**Data for processing:**
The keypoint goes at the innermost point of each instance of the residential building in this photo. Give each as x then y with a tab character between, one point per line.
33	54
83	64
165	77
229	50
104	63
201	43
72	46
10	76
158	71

**Your task:**
For this task, retype the material exactly, line for line.

**Your solution:**
The keypoint goes at the innermost point of each instance of the residential building in this photo. Give each as x then y with a tab character between, one point per line.
33	54
83	64
165	77
229	50
104	63
201	43
72	46
10	76
158	71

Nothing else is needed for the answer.